Only the stretch of the listing below that runs from the line with "Guideline: the keypoint for each instance of the man's gray" through the line with "Guideline: the keypoint for each instance of the blue" is to be printed, exactly and with both ends.

INFORMATION:
= = = =

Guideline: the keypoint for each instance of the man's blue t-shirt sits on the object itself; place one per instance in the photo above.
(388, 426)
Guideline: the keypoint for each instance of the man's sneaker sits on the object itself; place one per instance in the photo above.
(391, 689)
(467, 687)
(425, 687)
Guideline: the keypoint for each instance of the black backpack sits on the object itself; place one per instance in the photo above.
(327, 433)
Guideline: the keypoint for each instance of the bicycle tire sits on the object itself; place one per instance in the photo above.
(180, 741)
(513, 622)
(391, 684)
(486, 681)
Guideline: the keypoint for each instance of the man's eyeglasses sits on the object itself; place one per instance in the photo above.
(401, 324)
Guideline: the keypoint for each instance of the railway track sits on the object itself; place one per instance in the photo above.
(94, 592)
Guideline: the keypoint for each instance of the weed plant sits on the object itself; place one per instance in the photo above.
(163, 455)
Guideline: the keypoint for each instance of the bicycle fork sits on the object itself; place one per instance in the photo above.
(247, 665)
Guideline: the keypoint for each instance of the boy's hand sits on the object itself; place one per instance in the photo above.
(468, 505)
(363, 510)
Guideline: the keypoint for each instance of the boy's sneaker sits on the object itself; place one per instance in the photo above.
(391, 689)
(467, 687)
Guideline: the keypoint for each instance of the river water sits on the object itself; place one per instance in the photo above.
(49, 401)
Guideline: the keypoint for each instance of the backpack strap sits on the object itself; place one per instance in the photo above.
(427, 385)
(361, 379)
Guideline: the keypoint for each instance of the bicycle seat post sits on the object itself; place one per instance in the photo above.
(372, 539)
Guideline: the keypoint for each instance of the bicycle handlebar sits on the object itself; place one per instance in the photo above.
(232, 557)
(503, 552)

= = = =

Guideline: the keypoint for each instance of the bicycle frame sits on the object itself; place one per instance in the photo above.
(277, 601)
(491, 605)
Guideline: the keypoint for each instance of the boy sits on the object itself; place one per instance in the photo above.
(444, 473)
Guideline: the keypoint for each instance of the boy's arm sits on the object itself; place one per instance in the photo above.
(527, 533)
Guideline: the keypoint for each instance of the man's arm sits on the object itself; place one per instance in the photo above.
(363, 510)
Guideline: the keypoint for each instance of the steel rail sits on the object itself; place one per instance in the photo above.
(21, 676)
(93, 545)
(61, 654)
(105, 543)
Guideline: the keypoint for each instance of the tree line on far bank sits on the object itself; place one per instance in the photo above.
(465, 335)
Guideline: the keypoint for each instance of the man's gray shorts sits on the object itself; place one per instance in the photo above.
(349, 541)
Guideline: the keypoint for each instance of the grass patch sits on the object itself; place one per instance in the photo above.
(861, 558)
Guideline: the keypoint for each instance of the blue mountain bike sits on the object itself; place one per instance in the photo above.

= = = =

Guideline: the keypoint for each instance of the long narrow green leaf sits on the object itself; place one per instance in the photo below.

= = = =

WRITTEN RESPONSE:
Guideline: the keypoint for each instance of the man's gray shorts sits on the object itself; place one per instance in the photo above.
(349, 541)
Guideline: the keypoint for each instance of the grass patch sits on the object itself; place one per instance in the photo above.
(861, 558)
Guideline: the keypoint for each instance of the blue mountain bike sits on the object itself; place one per instance in the photo above.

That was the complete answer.